■ **What the exercise asks**: Turn everything in the data from the line containing "For the photo above, indicate every instance of the candle" down to the end into a Markdown table with the columns "Row" and "Line", giving each non-blank line its own numbered row.

■ **Point-based annotation data**:
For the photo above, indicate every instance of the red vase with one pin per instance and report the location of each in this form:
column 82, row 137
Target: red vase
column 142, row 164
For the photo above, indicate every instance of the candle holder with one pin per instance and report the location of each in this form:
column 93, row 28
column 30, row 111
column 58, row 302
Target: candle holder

■ **Correct result**:
| Row | Line |
|---|---|
| 1 | For the photo above, indicate every instance of the candle holder with one pin per instance and report the location of each in this form: |
| 2 | column 93, row 28 |
| 3 | column 30, row 111 |
| 4 | column 58, row 302 |
| 5 | Target: candle holder |